DOCUMENT PASSAGE:
┌──
In a recent health reform alert, “New Rules Issued on Medical Loss Ratio Requirements,” we described the rules issued by the Centers for Medicare & Medicaid Services (“CMS”) and the U.S. Department of Health and Human Services regarding the calculation of the Medical Loss Ratio (“MLR”) pursuant to the Patient Protection and Affordable Care Act (45 C.F.R. Part 158). Such rules require individual and group health plans (other than self-funded health plans) to spend a minimum percentage of premium towards medical expense or “medical loss” (or else provide rebates to enrollees). Other expenses are generally considered “administrative” and not counted toward such minimum. For purposes of this alert, “medical expense” (or “medical loss”) is defined primarily as “incurred claims” and certain quality improvement activities (“QIAs”).
The line differentiating administrative expense and medical expense can be difficult to determine. Historically, most health insurers (issuers) have reimbursed providers for clinical services rendered on a “fee for service” basis. Such fees clearly qualify as “incurred claims.” Increasingly, however, alternative payment models are being used, including “pay for performance” bonuses that measure a provider’s performance against quality and/or cost (“efficiency”) criteria, bundled payment models, sharing “pools” of funds based on relative value units, and capitation models. Sometimes, these arrangements involve intermediary entities like independent practice associations (“IPAs”) or pharmacy benefit management companies (“PBMs”) that may also perform administrative services, such as utilization review and claims payment. This alert addresses whether such alternative reimbursement models qualify as “medical expense” for purposes of calculating MLR.
Regulatory Background – Incurred Claims and Quality Improvement Activities
Federal regulations define the term “incurred claims,” which is a component of the numerator for determining MLR. These regulations also permit activities that improve health care quality to be counted as “medical loss” for purposes of calculating MLR. The MLR regulations specify that QIAs must be designed to do the following:
- Improve health quality.
- Increase the likelihood of desired health outcomes in ways that are capable of being objectively measured and of producing verifiable results and achievements.
- Be directed toward individual enrollees or incurred for the benefit of specified segments of enrollees or provide health improvements to the population beyond those enrolled in coverage as long as no additional costs are incurred due to the non-enrollees.
└──
PROVIDED MATERIAL:
┌──
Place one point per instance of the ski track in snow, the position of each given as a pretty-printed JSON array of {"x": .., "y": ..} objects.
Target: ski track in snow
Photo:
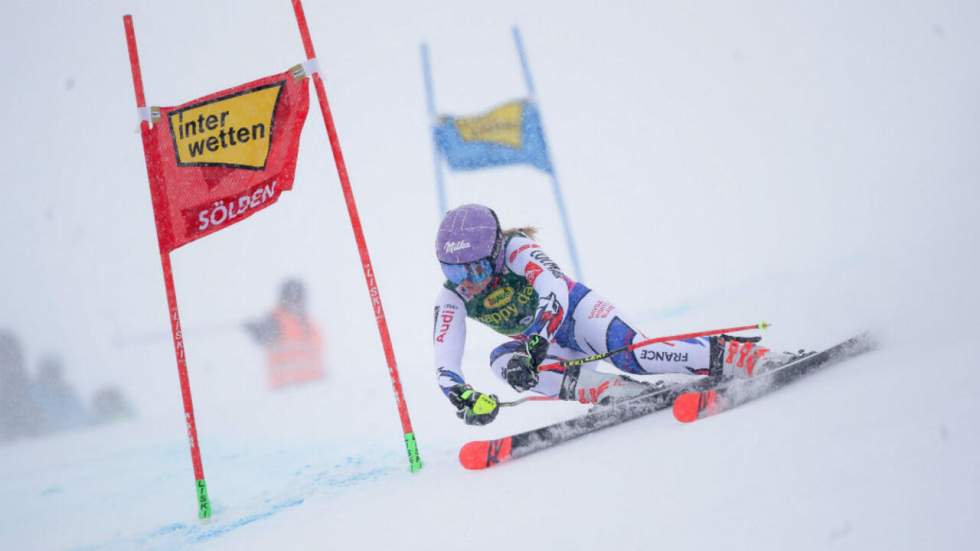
└──
┌──
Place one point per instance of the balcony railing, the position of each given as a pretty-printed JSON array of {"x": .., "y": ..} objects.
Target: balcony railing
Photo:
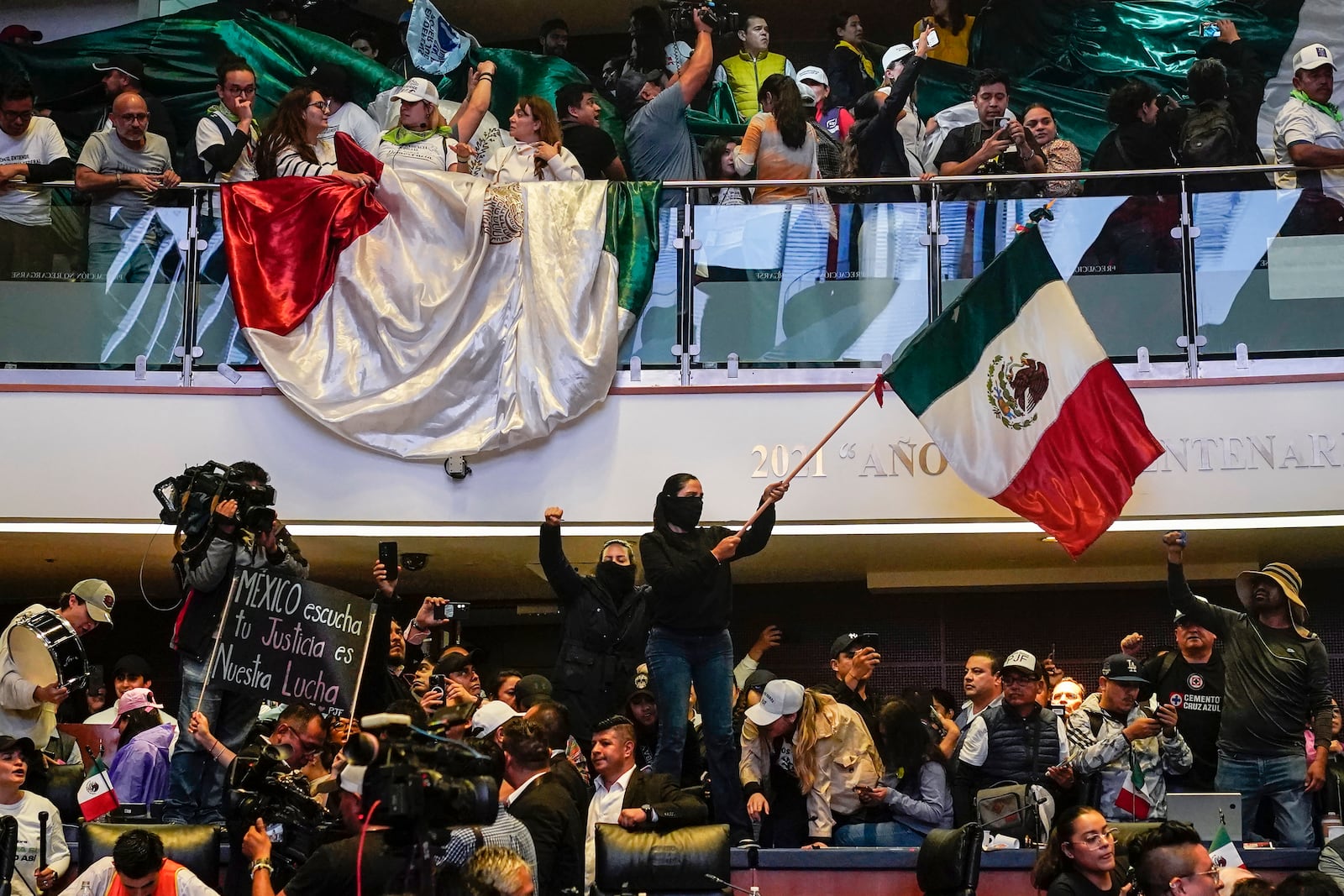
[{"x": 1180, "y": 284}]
└──
WORK TASK 1: According to the medical loss ratio alert, which type of health plan is excluded from the requirement to spend a minimum percentage of premium on medical expense?
WORK TASK 2: Reproduce the medical loss ratio alert word for word from "- Increase the" to "to the non-enrollees.".

SOLUTION 1: Self-funded health plans.

SOLUTION 2:
- Increase the likelihood of desired health outcomes in ways that are capable of being objectively measured and of producing verifiable results and achievements.
- Be directed toward individual enrollees or incurred for the benefit of specified segments of enrollees or provide health improvements to the population beyond those enrolled in coverage as long as no additional costs are incurred due to the non-enrollees.